:: Extract provided ::
# 2ft Turtle Starter Kit



## Horsy (Jun 1, 2007)

How much are these now days at Pet Shops? 
Also, how long do you reckon a 2ft tank would hold two baby turtles?


----------



## SLACkra (Jun 1, 2007)

not long. imo get the big tank first up. no point buying a small tank if you're going to have to get a larger one eventually, simply a waste of $. 

you could also look into diying a bath tub type setup if you have some where to put it.

andrew


----------



## hornet (Jun 1, 2007)

yea, a 2ft would need upgrading in around 6months, start off with a 3ft, eventually you will need a 5-6ft if your keeping indoors but you best bet is to put them outside after a few years.


----------



## hornet (Jun 1, 2007)

the markets near me sell dirt cheap tanks, i would use anytihng over 4ft from the guy tho, i have heard the larger ones are prone to busting, altho might be ok for turtles since it will only be hlaf filled.
:::
:: Data provided ::
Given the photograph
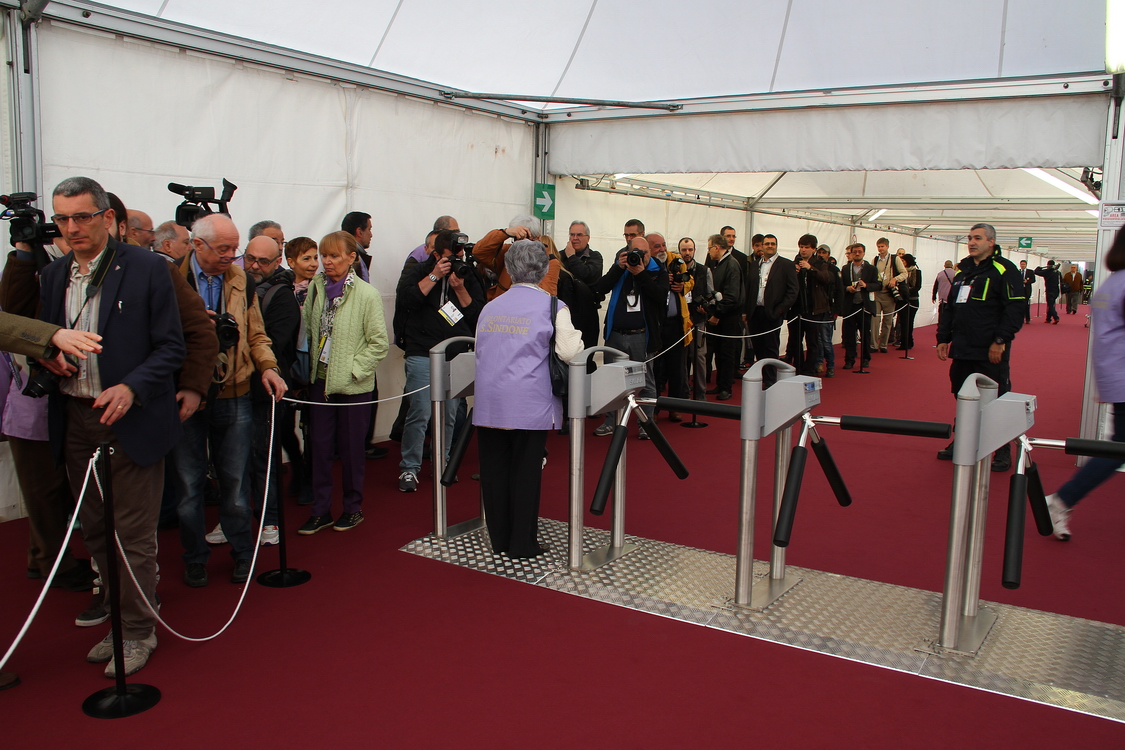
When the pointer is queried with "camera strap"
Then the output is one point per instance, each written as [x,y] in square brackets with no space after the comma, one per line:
:::
● Written exercise A: Repeat the stretch of the turtle tank thread from "Also, how long" through "waste of $.".
● Written exercise B: Carry on the turtle tank thread from the point where it ends.

● Final answer A:
Also, how long do you reckon a 2ft tank would hold two baby turtles?


----------



## SLACkra (Jun 1, 2007)

not long. imo get the big tank first up. no point buying a small tank if you're going to have to get a larger one eventually, simply a waste of $.

● Final answer B:
----------



## Horsy (Jun 1, 2007)

Okay thanks guys. I was planning on getting an 8ft for when my turtles are fully grown. My cousin has one that she's willing to sell me in a few years. It's huge.


----------



## chrisso81 (Jun 2, 2007)

Don't waste your money mate, get something like a 4 ft to start, maybe even a 6ft. Check out some of the aussie fish forums, 2nd hand tanks go pretty cheap.


----------



## dansfish4tea (Jun 2, 2007)

chrisso81 what are some fish forums that sell tanks? am after more tanks cheap


----------



## darkangel (Jun 2, 2007)

for qlder's there is www.qldaf.com or www.qldcichlid.com
you will need to register to see the livestock and aquarium trader sections


----------



## sxc_celly (Jun 2, 2007)

Scales and Fins (formally known as QLDCICHLID): Im a Mod on this site. Its a Fish and Reptile Forum designed like APS, and its alive everyday, huge amount of members. Youll find what you need for a great price here, and its for QLD people so your in luck. www.qldcichlid.com


----------



## dansfish4tea (Jun 2, 2007)

wat bout nsw


----------



## chrisso81 (Jun 2, 2007)

Try http://www.aceforums.com.au, it's Sydney based.


----------



## ldheav (Jun 2, 2007)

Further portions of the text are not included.